INSTRUCTIONS FOR THE TASK. Write out exactly the lines running from the one that contains "Return one point per instance of the wall outlet, each" through the end of the material.

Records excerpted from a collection
▬▬▬▬▬▬▬▬▬▬
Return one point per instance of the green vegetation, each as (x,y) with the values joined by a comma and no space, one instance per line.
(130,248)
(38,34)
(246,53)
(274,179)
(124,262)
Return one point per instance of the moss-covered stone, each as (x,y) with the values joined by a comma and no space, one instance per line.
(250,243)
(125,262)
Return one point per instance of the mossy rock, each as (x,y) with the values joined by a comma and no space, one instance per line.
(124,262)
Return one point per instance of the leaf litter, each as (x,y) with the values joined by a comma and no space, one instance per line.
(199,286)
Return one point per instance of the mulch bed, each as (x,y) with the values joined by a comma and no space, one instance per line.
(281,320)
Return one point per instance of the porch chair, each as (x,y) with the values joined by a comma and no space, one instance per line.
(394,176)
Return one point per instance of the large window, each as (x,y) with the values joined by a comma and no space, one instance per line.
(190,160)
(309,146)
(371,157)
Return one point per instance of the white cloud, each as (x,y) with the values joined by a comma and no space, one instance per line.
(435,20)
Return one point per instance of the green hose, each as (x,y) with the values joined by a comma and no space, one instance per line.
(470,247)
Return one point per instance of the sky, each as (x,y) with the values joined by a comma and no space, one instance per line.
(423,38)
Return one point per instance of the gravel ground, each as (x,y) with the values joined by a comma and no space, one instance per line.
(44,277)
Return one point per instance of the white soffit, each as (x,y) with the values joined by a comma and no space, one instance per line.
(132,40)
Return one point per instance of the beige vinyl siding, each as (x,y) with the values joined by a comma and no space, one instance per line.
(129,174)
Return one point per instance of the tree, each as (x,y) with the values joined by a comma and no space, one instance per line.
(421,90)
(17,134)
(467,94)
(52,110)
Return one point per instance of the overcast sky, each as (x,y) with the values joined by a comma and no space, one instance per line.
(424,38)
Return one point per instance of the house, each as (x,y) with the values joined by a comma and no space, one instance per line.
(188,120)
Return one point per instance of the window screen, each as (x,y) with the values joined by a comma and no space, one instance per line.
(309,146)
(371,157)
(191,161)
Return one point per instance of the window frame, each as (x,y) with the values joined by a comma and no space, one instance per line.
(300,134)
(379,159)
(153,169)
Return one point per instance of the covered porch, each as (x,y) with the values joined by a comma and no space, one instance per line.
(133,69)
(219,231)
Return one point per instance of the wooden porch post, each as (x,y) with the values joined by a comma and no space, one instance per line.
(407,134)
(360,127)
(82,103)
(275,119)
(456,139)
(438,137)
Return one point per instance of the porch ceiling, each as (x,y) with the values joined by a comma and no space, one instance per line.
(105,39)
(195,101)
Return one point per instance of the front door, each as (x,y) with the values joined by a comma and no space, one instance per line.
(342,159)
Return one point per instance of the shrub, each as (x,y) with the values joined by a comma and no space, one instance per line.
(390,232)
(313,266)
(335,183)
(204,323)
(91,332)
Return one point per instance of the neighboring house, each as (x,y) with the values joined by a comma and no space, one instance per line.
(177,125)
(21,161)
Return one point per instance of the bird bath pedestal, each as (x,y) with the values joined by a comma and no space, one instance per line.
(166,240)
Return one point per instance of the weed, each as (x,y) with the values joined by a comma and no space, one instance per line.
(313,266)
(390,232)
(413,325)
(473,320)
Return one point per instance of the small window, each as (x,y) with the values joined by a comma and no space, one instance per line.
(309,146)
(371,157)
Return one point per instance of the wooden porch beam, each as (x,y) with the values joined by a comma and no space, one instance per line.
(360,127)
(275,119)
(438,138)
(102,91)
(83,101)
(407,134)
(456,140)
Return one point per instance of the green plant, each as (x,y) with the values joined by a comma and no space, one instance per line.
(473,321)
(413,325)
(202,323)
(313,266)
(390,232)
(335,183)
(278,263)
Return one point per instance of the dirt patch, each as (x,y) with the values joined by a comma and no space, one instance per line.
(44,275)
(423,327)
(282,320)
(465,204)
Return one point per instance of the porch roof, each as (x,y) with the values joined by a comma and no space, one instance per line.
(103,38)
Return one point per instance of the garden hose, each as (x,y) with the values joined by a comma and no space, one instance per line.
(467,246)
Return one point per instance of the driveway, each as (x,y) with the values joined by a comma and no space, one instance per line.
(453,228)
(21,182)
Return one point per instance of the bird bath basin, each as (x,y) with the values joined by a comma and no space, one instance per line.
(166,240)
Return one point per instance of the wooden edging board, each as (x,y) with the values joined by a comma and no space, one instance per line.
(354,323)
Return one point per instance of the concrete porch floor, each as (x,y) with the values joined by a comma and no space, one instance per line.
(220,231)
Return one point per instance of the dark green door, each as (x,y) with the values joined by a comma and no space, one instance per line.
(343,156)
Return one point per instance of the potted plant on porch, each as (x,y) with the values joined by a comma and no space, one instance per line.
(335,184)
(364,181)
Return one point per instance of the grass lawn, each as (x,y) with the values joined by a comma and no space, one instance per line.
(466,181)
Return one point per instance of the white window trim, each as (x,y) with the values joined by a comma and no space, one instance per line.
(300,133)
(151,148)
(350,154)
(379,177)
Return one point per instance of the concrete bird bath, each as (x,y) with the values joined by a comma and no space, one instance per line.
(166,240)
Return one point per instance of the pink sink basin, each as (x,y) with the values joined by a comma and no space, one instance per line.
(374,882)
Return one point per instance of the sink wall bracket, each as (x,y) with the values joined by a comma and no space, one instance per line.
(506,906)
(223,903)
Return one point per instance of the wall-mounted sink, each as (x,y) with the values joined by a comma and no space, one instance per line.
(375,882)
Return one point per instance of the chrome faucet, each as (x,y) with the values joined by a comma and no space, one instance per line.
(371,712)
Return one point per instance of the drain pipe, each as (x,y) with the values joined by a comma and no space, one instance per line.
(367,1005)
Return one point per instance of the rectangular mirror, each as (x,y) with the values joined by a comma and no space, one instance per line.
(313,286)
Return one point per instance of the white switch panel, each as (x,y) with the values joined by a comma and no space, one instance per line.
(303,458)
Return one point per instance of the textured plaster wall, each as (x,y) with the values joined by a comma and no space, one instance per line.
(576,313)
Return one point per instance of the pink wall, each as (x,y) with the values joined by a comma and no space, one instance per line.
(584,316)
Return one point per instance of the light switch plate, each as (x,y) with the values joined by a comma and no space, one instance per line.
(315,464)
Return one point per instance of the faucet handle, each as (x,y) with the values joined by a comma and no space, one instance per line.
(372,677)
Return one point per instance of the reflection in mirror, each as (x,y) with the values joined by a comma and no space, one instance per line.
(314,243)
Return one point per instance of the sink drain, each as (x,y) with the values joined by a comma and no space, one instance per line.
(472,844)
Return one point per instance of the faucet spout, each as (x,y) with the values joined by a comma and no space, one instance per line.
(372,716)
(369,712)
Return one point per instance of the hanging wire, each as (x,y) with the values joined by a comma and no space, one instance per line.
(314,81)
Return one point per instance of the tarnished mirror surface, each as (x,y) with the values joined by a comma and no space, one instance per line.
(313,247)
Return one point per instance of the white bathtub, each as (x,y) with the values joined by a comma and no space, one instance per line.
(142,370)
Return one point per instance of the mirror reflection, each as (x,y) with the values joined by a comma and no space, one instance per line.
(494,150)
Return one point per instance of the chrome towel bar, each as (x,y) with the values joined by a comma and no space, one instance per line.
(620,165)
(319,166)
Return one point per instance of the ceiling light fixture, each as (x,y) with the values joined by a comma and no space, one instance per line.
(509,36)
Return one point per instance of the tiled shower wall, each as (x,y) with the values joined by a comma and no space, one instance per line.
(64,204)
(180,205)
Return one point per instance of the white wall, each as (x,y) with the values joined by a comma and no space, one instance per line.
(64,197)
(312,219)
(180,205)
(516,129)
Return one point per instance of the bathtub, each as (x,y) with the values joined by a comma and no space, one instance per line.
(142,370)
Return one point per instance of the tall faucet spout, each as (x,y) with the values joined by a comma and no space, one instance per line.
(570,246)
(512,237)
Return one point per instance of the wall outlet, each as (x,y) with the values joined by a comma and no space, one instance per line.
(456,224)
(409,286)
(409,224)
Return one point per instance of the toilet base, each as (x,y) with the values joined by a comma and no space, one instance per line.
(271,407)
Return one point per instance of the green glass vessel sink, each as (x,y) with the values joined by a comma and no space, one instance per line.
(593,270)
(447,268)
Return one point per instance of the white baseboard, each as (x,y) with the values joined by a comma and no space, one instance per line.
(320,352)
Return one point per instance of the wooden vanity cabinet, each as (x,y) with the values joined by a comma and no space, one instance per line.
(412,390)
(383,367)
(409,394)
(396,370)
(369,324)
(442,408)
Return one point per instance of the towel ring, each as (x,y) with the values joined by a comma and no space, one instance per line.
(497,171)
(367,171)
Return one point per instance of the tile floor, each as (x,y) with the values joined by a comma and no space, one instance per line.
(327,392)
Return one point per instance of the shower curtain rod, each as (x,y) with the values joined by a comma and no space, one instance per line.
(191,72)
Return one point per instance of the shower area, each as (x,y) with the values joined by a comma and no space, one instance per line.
▬▬▬▬▬▬▬▬▬▬
SOLUTION BELOW.
Return one point per instance of the wall outlet, each as (x,y) with the values joined by a comma and no space, one instance per line.
(456,224)
(409,286)
(409,224)
Return one point per instance of the toilet base, each as (x,y) with the values joined by a comma and no space, one instance per line.
(271,407)
Return one point per instance of the green glass vessel sink, each as (x,y) with the values joined by a comma and no space, one instance per line.
(593,270)
(447,268)
Return one point per instance of the white baseboard, each as (x,y) with the values joined by a comma and no space, one instance per line.
(320,352)
Return one point per instance of the wooden vanity cabinet, each as (x,y) with the values joined by a comma and no space, one instance per line.
(412,390)
(383,367)
(409,394)
(396,370)
(369,324)
(442,408)
Return one point per instance of the towel ring, each as (x,y) with the values joined by a comma and no space, one instance per line.
(497,171)
(367,171)
Return one point per instance of the tile floor, each as (x,y) with the values joined by a comma and no space, one instance per line.
(327,392)
Return one point per instance of the shower curtain rod, each as (x,y) with the values joined by a comma and no space, one instance per line.
(191,72)
Return one point per instance of the shower area, each as (x,y) with the values joined by a comma and no space, one instance per line.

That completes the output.